**EXCERPTED TEXT:**
________________________

Supposedly, the state's share was to max out at 10%. The state's share of traditional Medicaid spending is around a 33% share so adding new people to Arkansas Works costs the state less (but taxpayers the same) as adding a traditional Medicaid recipient.  But when you add hundreds of thousands of new beneficiaries and don't have your own printing press, even 10% of the cost can overwhelm the state budget. If they could have found sneaky ways to shift beneficiaries of traditional Medicaid onto the rolls of the new Medicaid program "Arkansas Works" then they might have found a way to break even.

Not only is that not going to happen, but House Republicans seem fully aware of some of the system-gaming going on in states like Arkansas. Here is a quote from the roll out of the house plan......
"This is unfair because the federal government is paying a greater portion of the cost of coverage for able-bodied adults, than for the disabled, elderly, and most vulnerable patients. This disparity also creates a perverse incentive for States when they have budget shortfalls and need to trim their Medicaid program. That’s because it creates an incentive for States to reduce services or provider payments related to the most vulnerable patients, rather than able-bodied adults."
Exactly right. Many of us have expressed concern that when it comes to crunch time the legislature will cut benefits to children and the disabled first because they have to match 33% of the dollars spent in that program but only 10% of the dollars spend on the Obamacare Medicaid expansion of able-bodied adults. They were betting people's lives that Obamacare would be successful. Or maybe they were not even thinking that far ahead. They just saw a chance to take "free" money from Washington and they took it.

The House  Republicans propose to fix this disparity by making the Fed's share for Obamacare Medicaid expansion the same as any other Medicaid......
"Under our proposal, Obamacare’s Medicaid expansion for able-bodied adults enrollees would be repealed in its current form. There would be a period of stability to ensure we are not pulling the rug out from underneath States or patients. States that chose to expand their Medicaid programs under Obamacare could continue to receive enhanced federal payments for currently enrolled beneficiaries for a limited period of time. However, after a date certain, if states choose to keep their Medicaid programs open to new enrollees in the expansion population, states would be reimbursed at their traditional match rates for these beneficiaries."
The Republicrat Establishment in Arkansas expanded Medicaid under the politics of fiscal delusion. The money to pay for this program does not exist. It never existed. The state never had a realistic way to pay the bills once they had to match 10% of the dollars in 2020. Its going to be tough to match the smaller percentages from now until then. They entered a program that offered three years of "free" money" with no real plan because it was tomorrow's problem. Now not only is it tomorrow but the feds are about to change the deal to make it even more painful.

The original "Private Option" bill had provisions stating that it "is terminated" if the feds ever reneged on their percentages- a possibility that many of us tried to warn them about. It also had language declaring that this program was "not a right". Some of us, even Forbes, tried to warn them that extracting themselves from the program after getting people hooked on it and altering our health care infrastructure to accommodate it may not be possible. The new language in the successor bill (SB 1) seems to recognize these difficulties. It does not say participation in Medicaid Expansion"is terminated" if the Feds reduce the matching funds. It just says DHS shall present "a plan to terminate" those services to the Centers of Medicare and Medicaid Services.

CMMS has to approve these plan changes so whether we can leave or not is no longer in our hands! The feds have to approve the plan. At that point, it is going to be a disaster whether they do or they don't. And SB1 makes no mention of the part in the original "Private Option" saying that this program is "not a right". Even if CMMS let's us out of the deal, the judges might not.

________________________

**WHAT TO DO:**
Update the passage of the excerpt on Medicaid expansion that opens with the words "Exactly right. Many" and closes with "any other Medicaid......", changing "legislature" to "lawmakers". Rely solely on the excerpt on Medicaid expansion above.

Stored data entries:
________________________

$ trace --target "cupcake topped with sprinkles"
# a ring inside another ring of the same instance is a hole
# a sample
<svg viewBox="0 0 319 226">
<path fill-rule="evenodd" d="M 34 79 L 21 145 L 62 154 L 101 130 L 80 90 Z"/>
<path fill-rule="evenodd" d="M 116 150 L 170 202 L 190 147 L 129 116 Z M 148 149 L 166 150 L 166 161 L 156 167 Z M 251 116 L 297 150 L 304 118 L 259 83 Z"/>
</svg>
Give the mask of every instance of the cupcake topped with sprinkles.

________________________

**YOUR SOLUTION:**
Exactly right. Many of us have expressed concern that when it comes to crunch time the lawmakers will cut benefits to children and the disabled first because they have to match 33% of the dollars spent in that program but only 10% of the dollars spend on the Obamacare Medicaid expansion of able-bodied adults. They were betting people's lives that Obamacare would be successful. Or maybe they were not even thinking that far ahead. They just saw a chance to take "free" money from Washington and they took it.

The House  Republicans propose to fix this disparity by making the Fed's share for Obamacare Medicaid expansion the same as any other Medicaid......